■ **Aim of the exercise**
Make an exact copy of the lines below.
┄┄┄┄┄┄
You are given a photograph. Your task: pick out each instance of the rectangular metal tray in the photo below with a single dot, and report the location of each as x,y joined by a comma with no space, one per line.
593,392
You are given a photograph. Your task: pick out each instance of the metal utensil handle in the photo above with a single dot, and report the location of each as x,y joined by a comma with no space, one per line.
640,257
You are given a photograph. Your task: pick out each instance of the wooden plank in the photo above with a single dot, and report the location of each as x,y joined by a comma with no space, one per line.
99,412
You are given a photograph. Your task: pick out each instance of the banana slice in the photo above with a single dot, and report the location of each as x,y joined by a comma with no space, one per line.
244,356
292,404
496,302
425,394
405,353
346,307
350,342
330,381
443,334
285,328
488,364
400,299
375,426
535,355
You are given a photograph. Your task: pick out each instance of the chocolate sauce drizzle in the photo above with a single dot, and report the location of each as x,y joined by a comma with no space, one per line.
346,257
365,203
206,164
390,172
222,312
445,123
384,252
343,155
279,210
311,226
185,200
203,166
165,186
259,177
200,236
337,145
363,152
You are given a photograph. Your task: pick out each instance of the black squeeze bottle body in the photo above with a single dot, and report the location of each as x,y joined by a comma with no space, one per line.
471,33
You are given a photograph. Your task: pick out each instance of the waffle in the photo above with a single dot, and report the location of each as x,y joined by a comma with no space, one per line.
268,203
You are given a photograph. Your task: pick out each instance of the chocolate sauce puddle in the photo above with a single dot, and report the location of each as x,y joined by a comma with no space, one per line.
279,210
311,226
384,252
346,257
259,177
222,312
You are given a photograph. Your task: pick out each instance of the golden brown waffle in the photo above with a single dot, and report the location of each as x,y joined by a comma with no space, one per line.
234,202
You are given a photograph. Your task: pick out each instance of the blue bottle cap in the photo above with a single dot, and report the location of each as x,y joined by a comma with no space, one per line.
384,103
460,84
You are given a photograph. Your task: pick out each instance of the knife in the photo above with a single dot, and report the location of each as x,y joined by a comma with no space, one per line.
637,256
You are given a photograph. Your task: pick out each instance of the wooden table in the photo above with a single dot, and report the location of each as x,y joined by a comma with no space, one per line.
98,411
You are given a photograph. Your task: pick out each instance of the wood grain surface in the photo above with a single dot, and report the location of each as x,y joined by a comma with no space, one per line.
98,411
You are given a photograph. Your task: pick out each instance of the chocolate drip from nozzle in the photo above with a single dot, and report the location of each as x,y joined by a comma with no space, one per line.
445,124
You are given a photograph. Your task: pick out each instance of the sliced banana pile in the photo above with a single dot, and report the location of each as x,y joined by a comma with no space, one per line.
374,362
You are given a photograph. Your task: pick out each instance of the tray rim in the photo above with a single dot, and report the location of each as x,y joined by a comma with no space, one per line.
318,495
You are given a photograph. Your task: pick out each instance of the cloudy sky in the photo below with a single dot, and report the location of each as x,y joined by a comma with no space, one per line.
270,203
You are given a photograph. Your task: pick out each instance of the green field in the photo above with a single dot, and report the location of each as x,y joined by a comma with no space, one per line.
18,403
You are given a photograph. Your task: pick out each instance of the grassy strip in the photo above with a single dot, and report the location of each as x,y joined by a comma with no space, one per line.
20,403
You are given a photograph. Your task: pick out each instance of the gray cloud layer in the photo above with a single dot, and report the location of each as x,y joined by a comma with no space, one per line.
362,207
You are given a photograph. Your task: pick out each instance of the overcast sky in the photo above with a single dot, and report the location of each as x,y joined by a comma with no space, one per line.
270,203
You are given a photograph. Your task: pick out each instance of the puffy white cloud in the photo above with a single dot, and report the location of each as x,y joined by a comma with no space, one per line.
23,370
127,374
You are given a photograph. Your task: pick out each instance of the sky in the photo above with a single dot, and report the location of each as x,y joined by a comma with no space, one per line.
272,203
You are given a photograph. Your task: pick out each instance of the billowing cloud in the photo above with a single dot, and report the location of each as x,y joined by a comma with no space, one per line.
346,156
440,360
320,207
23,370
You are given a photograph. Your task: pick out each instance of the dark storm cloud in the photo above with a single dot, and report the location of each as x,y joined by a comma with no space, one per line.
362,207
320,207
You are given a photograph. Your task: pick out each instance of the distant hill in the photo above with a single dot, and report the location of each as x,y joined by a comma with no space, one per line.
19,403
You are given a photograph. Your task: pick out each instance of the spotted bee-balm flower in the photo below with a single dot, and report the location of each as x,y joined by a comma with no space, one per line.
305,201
┄┄┄┄┄┄
■ **Solution to this task**
You are given a photograph. Your task: pick out each instance of the rectangular metal tray in the photo below with a single dot, and report the location of each as x,y joined by a comma with no space, one per line.
593,392
You are given a photograph. Your task: pick out each instance of the metal utensil handle in the photo above with a single dot, and report the location of each as x,y joined by a comma with no space, one per line.
640,257
You are given a photograph. Your task: pick out each instance of the wooden plank in the photo above with a single dot, and report the location of each as x,y joined by a comma with no space, one per line.
99,412
You are given a photograph. Your task: pick out each instance of the banana slice in the photo above with a single dot, and report the location of each as x,y joined by a comma with no space, one per line.
244,356
292,404
496,302
425,394
405,353
346,307
350,342
330,381
443,334
285,328
488,364
400,299
375,426
535,355
You are given a photograph. Your task: pick out each instance of the chocolate sauce drizzle in the photo above with a single dot, and report the location of each as x,y joined by a comma with no space, one per line.
346,257
365,203
206,164
390,172
222,312
445,123
384,252
343,155
279,210
311,226
185,200
203,166
165,186
259,177
200,236
337,145
363,152
You are given a photograph. Your task: pick out each instance of the black squeeze bottle body in the photo above with a single dot, and report the location of each as x,y joined by a comma with no space, one per line.
471,33
You are given a photograph. Your task: pick out each instance of the waffle in the photo above with a single dot, and report the location of each as x,y joined by a comma with no space, one per line.
268,203
You are given a photograph. Your task: pick out each instance of the chocolate sauce puddle in the photo above with a single dot, and report the location of each as x,y joined by a comma with no space, one per line.
279,210
311,226
384,252
346,257
259,177
222,312
You are given a photograph. Your task: pick out each instance of the golden brown waffle in the photo above with a single dot, and report the location of each as x,y joined by a comma with no space, one per line.
234,202
You are given a photograph. Your task: pick out each instance of the blue bottle cap in the photo above with a single dot, and report the location of each as x,y joined by a comma with no space, one per line.
384,103
460,84
You are given a photograph. Your task: pick out each instance of the knife in the photo above with a single dot, and report the location of each as x,y joined by a comma with no space, one per line.
637,256
You are given a photograph. Your task: pick out each instance of the wooden table in the photo above with a single dot, and report the location of each as x,y joined by a comma with no space, one per line.
98,411
You are given a photograph. Your task: pick out each instance of the wood grain surface in the photo above with a single dot, and report the location of each as x,y joined by a comma with no space, one per line.
98,411
You are given a photograph. Your task: pick out each instance of the chocolate drip from nozzle in the photo above with a single dot, and report the location of each as x,y joined by a comma with no space, one per line.
445,124
You are given a photograph. Your task: pick out each instance of the sliced banana pile in the photo above with a single dot, and report the location of each as x,y joined by a comma with no space, one per line.
374,362
You are given a photograph. Your task: pick out each instance of the tray rim in the photo above with a single dot, and report the location of each as x,y joined by a comma with no space, one per line.
318,495
You are given a photograph. Your task: pick out each instance of the cloudy sky in the photo below with a single dot, and report the location of each as x,y joined by a comma with no space, one per line.
270,203
You are given a photograph. Your task: pick out each instance of the green field in the photo above with a single dot, and report the location of each as x,y joined by a comma with no space, one per line.
18,403
You are given a photograph. Your task: pick out each instance of the grassy strip in the photo above with a single dot, and report the location of each as x,y joined by a comma with no space, one per line.
20,403
You are given a photograph. Your task: pick out each instance of the gray cloud layer in the photo above with a single dot, and report the location of each as x,y joined by a comma with no space, one per line.
362,207
You are given a photograph. Your task: pick out each instance of the overcast sky in the photo above with a single dot, and report the location of each as x,y joined by a comma with no space, one per line.
270,203
You are given a photograph. Your task: pick out each instance of the puffy white cloud in the photo above with a single dot, and report the location of each as x,y joined by a comma with no space, one per line.
23,370
127,374
You are given a photograph. Your task: pick out each instance of the sky in the photo above with a single dot, and report the location of each as x,y joined by a comma with no space, one per line.
272,203
You are given a photograph. Your task: pick out each instance of the billowing cloud in the photo above with a single dot, and report the location of each as x,y joined by a comma with no space, one per line.
346,156
440,360
320,207
23,370
You are given a photograph. Your task: pick out each instance of the dark storm cloud in the photo above with a single dot, and report the location of each as x,y joined by a comma with no space, one per line.
362,207
320,207
You are given a photograph. Your task: pick out each instance of the distant hill in the photo above with a single dot, and report the location of each as x,y joined by a comma with no space, one per line.
19,403
You are given a photograph. Your task: pick out each instance of the spotted bee-balm flower in the photo below with a single dot, and report the location of each as x,y joined by a comma with no space, one per line.
305,201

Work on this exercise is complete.